Apply what you read:
**a)** In the text on the Rothberg Institute for Childhood Diseases, transcribe everything from "- Headquarters: Guilford, Connecticut" down to "University in 1991.".
**b)** According to the text on the Rothberg Institute for Childhood Diseases, which distributed computing project was the organization responsible for?
**c)** Take the text on the Rothberg Institute for Childhood Diseases further, beginning after its final sentence.

Rothberg Institute for Childhood Diseases
- Formation: 2002
- Founder: Jonathan Rothberg
- Type: 501(c)(3)
- Headquarters: Guilford, Connecticut
- Website: http://www.childhooddiseases.org/

= Rothberg Institute for Childhood Diseases =

Non-profit organization

The Rothberg Institute For Childhood Diseases is a non-profit organization dedicated to finding a cure for rare childhood diseases such as Tuberous Sclerosis Complex (TSC). The organization was founded by Jonathan Rothberg and his wife in 2002 after their son was born with TSC.

Located in Guilford, Connecticut, the organization was responsible for the CommunityTSC distributed computing project.

Dr. Rothberg graduated from Yale University in 1991.

Data under study:
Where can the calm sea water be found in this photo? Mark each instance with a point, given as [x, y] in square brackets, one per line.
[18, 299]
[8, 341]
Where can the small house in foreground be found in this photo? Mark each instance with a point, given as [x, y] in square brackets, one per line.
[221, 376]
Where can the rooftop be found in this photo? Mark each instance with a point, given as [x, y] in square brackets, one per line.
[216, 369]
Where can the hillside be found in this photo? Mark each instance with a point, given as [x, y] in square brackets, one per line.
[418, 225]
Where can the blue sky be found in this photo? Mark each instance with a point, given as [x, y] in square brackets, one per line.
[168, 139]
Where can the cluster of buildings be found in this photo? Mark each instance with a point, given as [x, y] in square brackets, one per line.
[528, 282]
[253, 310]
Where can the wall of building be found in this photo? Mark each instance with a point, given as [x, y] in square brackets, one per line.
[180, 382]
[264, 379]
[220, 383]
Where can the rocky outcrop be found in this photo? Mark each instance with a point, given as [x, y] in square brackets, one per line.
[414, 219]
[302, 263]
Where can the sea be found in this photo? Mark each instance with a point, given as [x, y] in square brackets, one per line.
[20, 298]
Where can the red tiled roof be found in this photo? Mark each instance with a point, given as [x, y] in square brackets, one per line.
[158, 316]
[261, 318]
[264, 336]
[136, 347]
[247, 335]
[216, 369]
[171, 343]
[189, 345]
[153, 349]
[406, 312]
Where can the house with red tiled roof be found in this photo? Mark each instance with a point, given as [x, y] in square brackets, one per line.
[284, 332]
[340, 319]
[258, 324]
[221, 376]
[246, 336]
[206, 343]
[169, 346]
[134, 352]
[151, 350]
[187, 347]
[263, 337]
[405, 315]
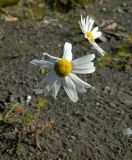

Answer section:
**a)**
- Headquarters: Guilford, Connecticut
- Website: http://www.childhooddiseases.org/

= Rothberg Institute for Childhood Diseases =

Non-profit organization

The Rothberg Institute For Childhood Diseases is a non-profit organization dedicated to finding a cure for rare childhood diseases such as Tuberous Sclerosis Complex (TSC). The organization was founded by Jonathan Rothberg and his wife in 2002 after their son was born with TSC.

Located in Guilford, Connecticut, the organization was responsible for the CommunityTSC distributed computing project.

Dr. Rothberg graduated from Yale University in 1991.

**b)** The organization was responsible for the CommunityTSC distributed computing project.

**c)**
==CommunityTSC==
CommunityTSC Drug Design Optimization Lab (D2OL) was a distributed computing project developed by the Institute to test drug candidates interaction with a target molecule that is essential to the spread of the disease under scrutiny. By evaluating the energy level released by binding a small molecule drug candidate to the surface of a larger Target molecule (D2OL) determines the fitness of the particular candidate to a region of the Target structure known as the Active Site. This process is referred to as docking the drug candidate to the target. D2OL ended on April 15, 2009.